Coordinate annotation material
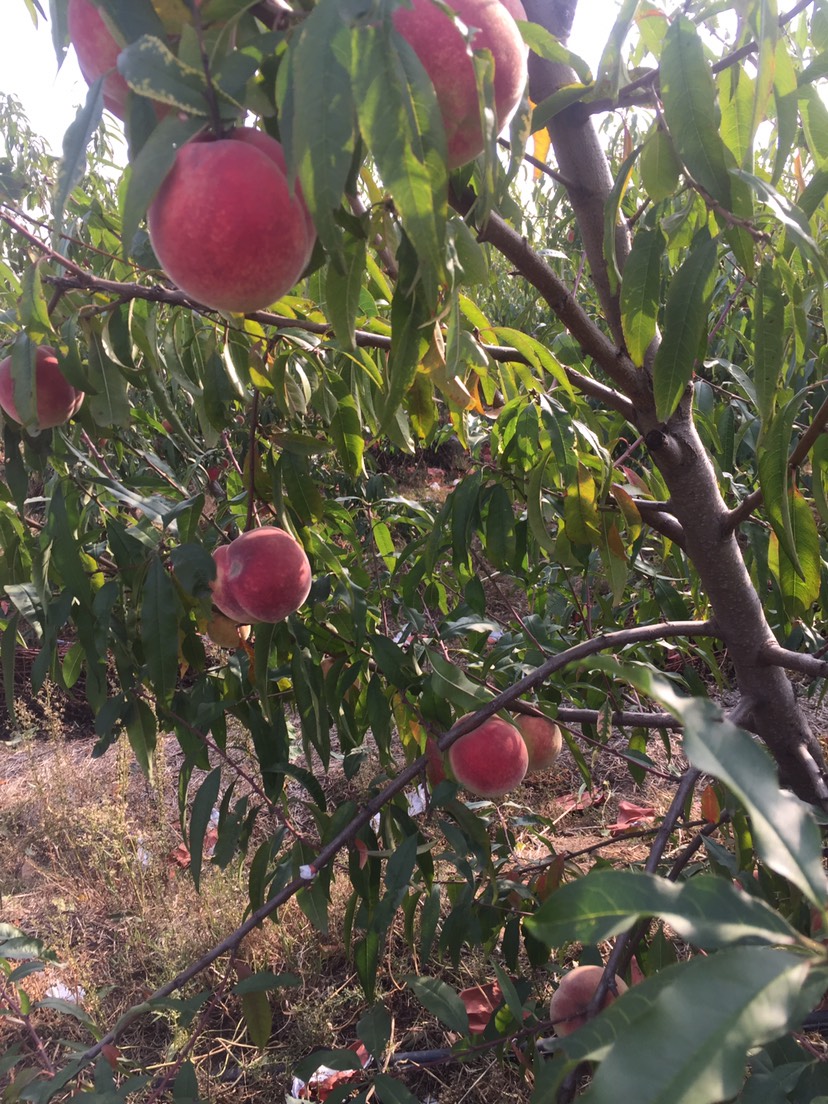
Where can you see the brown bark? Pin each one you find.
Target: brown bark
(768, 704)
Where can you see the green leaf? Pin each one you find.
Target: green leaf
(151, 70)
(373, 1030)
(640, 292)
(73, 163)
(453, 685)
(441, 1000)
(257, 1018)
(659, 167)
(768, 338)
(799, 587)
(342, 292)
(774, 476)
(401, 124)
(686, 320)
(719, 1007)
(612, 207)
(688, 94)
(141, 730)
(391, 1091)
(148, 170)
(706, 911)
(537, 354)
(317, 103)
(202, 809)
(159, 629)
(784, 830)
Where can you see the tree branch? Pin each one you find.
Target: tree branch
(774, 655)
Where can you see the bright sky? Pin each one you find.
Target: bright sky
(29, 71)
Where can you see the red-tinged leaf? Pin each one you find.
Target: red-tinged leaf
(480, 1001)
(547, 882)
(575, 803)
(632, 816)
(362, 849)
(710, 808)
(112, 1054)
(636, 974)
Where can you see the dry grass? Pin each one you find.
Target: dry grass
(85, 866)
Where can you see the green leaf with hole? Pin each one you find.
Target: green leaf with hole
(640, 292)
(685, 329)
(720, 1007)
(441, 1000)
(707, 911)
(775, 476)
(691, 113)
(799, 588)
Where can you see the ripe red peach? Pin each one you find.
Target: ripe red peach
(262, 575)
(97, 53)
(56, 400)
(444, 54)
(573, 995)
(226, 633)
(490, 760)
(543, 741)
(225, 225)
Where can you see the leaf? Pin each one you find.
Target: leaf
(774, 476)
(317, 104)
(707, 911)
(799, 587)
(581, 510)
(441, 1000)
(784, 830)
(768, 338)
(148, 170)
(159, 629)
(150, 69)
(257, 1018)
(659, 167)
(686, 320)
(401, 123)
(640, 293)
(202, 809)
(760, 995)
(537, 354)
(688, 94)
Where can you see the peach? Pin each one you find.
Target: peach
(226, 633)
(97, 53)
(444, 54)
(225, 225)
(56, 400)
(543, 741)
(262, 575)
(573, 995)
(490, 760)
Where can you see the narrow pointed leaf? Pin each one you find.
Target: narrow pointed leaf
(686, 320)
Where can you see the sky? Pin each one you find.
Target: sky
(29, 70)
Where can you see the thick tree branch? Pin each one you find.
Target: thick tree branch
(774, 655)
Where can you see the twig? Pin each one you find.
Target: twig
(343, 838)
(774, 655)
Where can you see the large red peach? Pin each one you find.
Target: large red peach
(97, 53)
(573, 995)
(543, 741)
(262, 575)
(226, 226)
(444, 54)
(56, 401)
(490, 760)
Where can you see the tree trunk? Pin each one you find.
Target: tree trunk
(768, 706)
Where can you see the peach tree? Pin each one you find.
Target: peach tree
(624, 341)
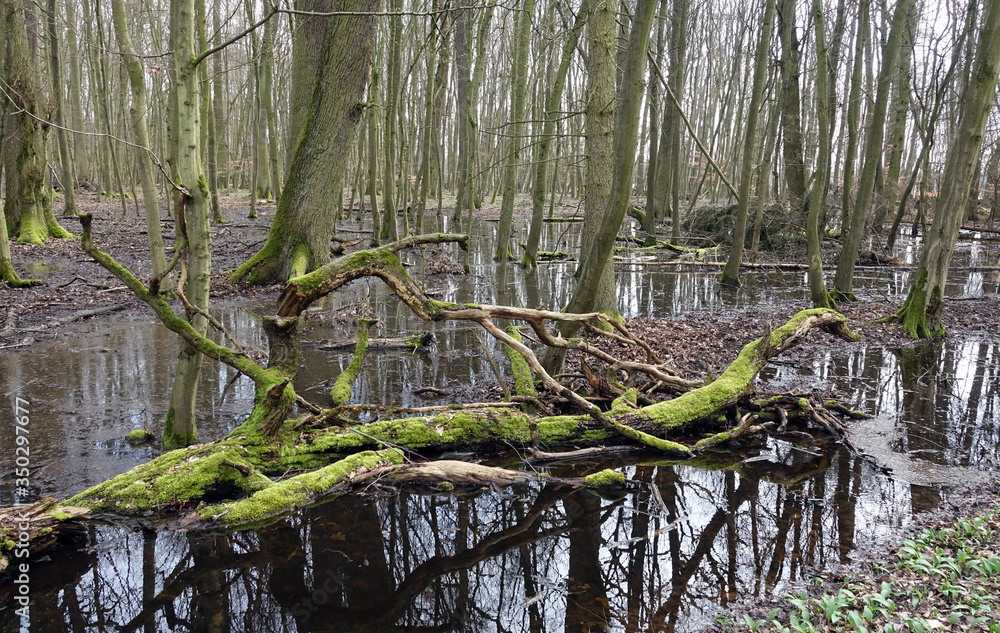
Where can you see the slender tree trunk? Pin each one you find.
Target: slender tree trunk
(221, 160)
(594, 260)
(544, 141)
(873, 157)
(55, 75)
(854, 114)
(921, 313)
(817, 284)
(75, 103)
(900, 108)
(424, 175)
(791, 119)
(137, 80)
(731, 273)
(27, 209)
(299, 238)
(390, 126)
(267, 98)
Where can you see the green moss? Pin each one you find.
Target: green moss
(700, 403)
(296, 492)
(180, 475)
(606, 478)
(173, 438)
(713, 440)
(622, 403)
(300, 260)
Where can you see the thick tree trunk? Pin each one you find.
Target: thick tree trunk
(854, 113)
(731, 273)
(299, 238)
(594, 260)
(921, 313)
(27, 208)
(55, 76)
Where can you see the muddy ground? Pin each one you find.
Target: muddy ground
(75, 285)
(697, 343)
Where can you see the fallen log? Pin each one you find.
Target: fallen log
(382, 343)
(274, 464)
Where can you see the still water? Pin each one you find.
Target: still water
(541, 557)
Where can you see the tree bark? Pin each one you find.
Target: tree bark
(514, 147)
(299, 238)
(180, 428)
(137, 81)
(921, 313)
(27, 207)
(55, 76)
(553, 100)
(843, 283)
(817, 284)
(731, 273)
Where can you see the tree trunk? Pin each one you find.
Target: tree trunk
(55, 76)
(180, 428)
(269, 443)
(854, 114)
(267, 98)
(817, 284)
(27, 207)
(594, 260)
(299, 238)
(731, 273)
(553, 100)
(599, 126)
(873, 156)
(137, 80)
(791, 118)
(921, 313)
(519, 87)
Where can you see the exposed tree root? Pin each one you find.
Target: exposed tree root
(324, 458)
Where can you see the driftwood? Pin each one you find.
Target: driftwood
(382, 343)
(276, 462)
(28, 531)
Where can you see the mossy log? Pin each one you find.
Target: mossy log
(275, 463)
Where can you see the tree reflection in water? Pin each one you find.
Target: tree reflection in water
(546, 557)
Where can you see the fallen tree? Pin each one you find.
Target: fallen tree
(281, 459)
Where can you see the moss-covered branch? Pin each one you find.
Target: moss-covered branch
(341, 391)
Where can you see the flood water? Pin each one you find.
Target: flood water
(540, 557)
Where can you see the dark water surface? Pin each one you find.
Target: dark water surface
(686, 541)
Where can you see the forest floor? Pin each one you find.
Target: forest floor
(75, 286)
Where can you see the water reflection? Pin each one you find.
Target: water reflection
(546, 557)
(943, 397)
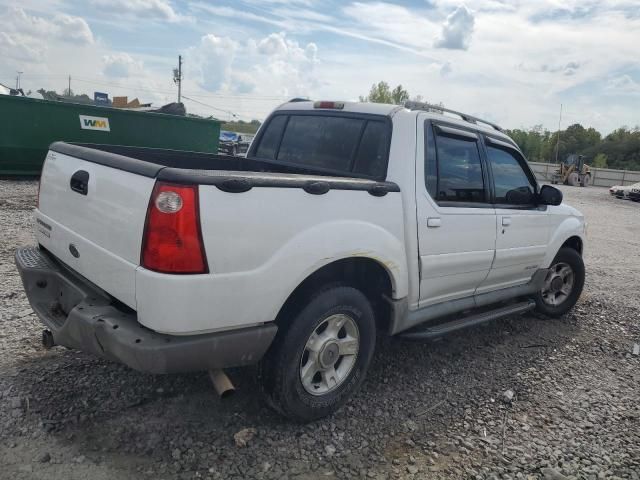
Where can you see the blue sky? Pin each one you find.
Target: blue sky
(513, 62)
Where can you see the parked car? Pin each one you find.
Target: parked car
(234, 144)
(624, 191)
(345, 221)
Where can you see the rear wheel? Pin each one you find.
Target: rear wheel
(563, 284)
(321, 359)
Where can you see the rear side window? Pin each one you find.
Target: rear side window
(271, 138)
(371, 158)
(341, 144)
(460, 176)
(512, 185)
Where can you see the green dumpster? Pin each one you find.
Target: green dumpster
(28, 126)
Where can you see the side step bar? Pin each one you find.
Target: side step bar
(436, 331)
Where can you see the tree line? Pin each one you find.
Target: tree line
(619, 150)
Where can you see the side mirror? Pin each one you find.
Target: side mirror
(550, 195)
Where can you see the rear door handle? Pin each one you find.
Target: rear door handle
(80, 182)
(433, 222)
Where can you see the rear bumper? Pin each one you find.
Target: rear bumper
(80, 316)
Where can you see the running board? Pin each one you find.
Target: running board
(435, 331)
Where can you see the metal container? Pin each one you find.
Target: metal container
(28, 126)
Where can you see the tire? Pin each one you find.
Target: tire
(574, 179)
(557, 297)
(290, 355)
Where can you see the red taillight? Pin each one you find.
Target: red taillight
(331, 105)
(172, 240)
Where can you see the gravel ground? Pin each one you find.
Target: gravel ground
(433, 410)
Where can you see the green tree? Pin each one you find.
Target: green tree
(600, 161)
(381, 93)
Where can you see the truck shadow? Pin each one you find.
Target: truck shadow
(98, 406)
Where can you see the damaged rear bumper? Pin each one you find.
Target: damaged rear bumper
(82, 317)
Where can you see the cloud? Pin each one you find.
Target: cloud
(457, 30)
(10, 48)
(34, 28)
(121, 65)
(277, 45)
(73, 29)
(623, 84)
(142, 9)
(568, 69)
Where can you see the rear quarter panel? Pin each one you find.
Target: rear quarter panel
(261, 245)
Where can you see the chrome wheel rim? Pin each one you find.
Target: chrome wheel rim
(558, 284)
(329, 354)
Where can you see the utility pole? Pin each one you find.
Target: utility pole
(558, 142)
(177, 77)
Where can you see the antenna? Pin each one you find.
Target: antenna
(558, 142)
(177, 77)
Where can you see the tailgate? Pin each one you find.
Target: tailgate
(98, 233)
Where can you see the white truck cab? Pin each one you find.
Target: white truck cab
(344, 221)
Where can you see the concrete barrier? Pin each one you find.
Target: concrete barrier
(600, 177)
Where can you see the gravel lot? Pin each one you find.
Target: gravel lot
(432, 410)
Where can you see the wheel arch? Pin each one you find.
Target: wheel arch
(368, 275)
(574, 242)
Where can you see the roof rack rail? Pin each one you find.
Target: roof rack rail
(411, 105)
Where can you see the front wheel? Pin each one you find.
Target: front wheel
(321, 358)
(563, 284)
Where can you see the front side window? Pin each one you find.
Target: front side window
(459, 169)
(271, 138)
(512, 185)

◆ **The request**: Format the material from the line with "Where can you see the tailgate?" through the end as a two-column CSV with the headers text and answer. Put each text and its answer together in one row, with each field in quotes and line breaks replaced by spaces.

◆ **Answer to this problem**:
text,answer
"Where can you see the tailgate? Pin each one you find. Target: tailgate","(98, 233)"
"Where can you see the white truck cab? Pin each one you find. Target: white truck cab","(344, 221)"
"Where can you see the concrete barrier? Pin each one you find. Target: concrete barrier","(600, 177)"
"Where can you see the gravel lot? Pin each one you find. Target: gravel lot","(432, 410)"
"Where can you see the wheel arch? Pin each one you find. Target: wheel arch","(368, 275) (574, 242)"
"Where can you see the roof rack rail? Pin each one you find. Target: roof rack rail","(411, 105)"
"Where can you see the front wheel? Pin each one you find. Target: front wheel","(321, 358) (563, 284)"
"Where can you see the front side window? Pin each one you find. Target: front side window","(459, 169) (271, 138) (512, 185)"